[[ Data supplied open ]]
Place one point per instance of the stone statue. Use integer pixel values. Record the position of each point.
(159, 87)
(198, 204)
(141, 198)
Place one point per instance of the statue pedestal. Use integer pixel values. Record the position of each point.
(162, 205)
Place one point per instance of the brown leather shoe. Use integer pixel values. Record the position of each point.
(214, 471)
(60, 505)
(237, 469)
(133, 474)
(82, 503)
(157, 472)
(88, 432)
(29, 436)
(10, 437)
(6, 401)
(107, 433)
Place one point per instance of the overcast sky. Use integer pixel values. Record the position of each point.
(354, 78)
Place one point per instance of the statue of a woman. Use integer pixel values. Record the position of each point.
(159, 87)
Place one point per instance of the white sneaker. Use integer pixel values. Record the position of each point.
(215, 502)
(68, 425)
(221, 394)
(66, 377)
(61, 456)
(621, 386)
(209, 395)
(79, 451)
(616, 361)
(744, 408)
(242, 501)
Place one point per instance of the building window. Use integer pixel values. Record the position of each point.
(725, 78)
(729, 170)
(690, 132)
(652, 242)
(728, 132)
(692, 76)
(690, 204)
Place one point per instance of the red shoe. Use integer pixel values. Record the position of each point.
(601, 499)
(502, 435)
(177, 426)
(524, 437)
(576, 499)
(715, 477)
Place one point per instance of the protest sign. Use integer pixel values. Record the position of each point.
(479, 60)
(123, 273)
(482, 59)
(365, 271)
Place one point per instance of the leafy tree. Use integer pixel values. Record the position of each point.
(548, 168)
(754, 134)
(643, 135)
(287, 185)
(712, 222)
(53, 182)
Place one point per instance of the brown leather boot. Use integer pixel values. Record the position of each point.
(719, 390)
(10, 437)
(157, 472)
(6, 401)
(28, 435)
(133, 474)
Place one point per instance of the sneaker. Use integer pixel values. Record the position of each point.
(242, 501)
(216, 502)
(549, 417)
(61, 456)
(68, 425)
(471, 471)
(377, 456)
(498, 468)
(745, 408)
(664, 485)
[[ Data supplied closed ]]
In full and without error, transcribe each of the entries.

■ **Solution to the exercise**
Place one point per instance of the stone statue. Use integer pixel values. Record the position of each point.
(159, 87)
(198, 204)
(141, 198)
Place one point per instance of the statue pedestal. Use integer pixel values. Record the position of each point.
(162, 205)
Place one point per instance of the brown leather shoe. Use integer pixel values. Record the position of each point.
(214, 471)
(60, 505)
(237, 469)
(133, 474)
(82, 503)
(157, 472)
(88, 432)
(29, 436)
(10, 437)
(6, 401)
(107, 433)
Place one point per instance of the overcast sky. Use integer pixel values. Record the position of each point.
(354, 78)
Place one point per instance of the statue of a woman. Use integer pixel values. Record the position of each point.
(159, 87)
Place one point per instance of the white sneaker. Use integer pixel values. Record the position of each point.
(215, 502)
(68, 425)
(221, 394)
(66, 377)
(61, 456)
(621, 386)
(209, 395)
(79, 451)
(616, 361)
(744, 408)
(242, 501)
Place one point per instance of the building window. Use integer pixel values. Record the position of each point.
(725, 78)
(729, 170)
(690, 132)
(652, 242)
(728, 132)
(692, 76)
(690, 204)
Place one point per instance of the red shoe. Use integer pixel values. Record the position of each point.
(601, 499)
(502, 435)
(177, 426)
(524, 437)
(576, 499)
(715, 477)
Place one point per instance of the protest sign. Use integer pixel values. Record the position of each point.
(479, 60)
(123, 273)
(482, 59)
(365, 271)
Place one point per instance of the leafy tree. Use integer pixel values. Record the position of each point.
(548, 168)
(754, 134)
(643, 135)
(287, 185)
(712, 222)
(53, 182)
Place one point per instance of the brown leather boot. Use integer pixel values. Record the position of each point.
(719, 390)
(10, 437)
(157, 472)
(6, 401)
(28, 435)
(133, 474)
Place one point per instance of the sneaker. Use integer pixel values. Record the position of each point.
(242, 501)
(216, 502)
(549, 417)
(61, 456)
(68, 425)
(471, 471)
(377, 456)
(498, 468)
(745, 408)
(664, 485)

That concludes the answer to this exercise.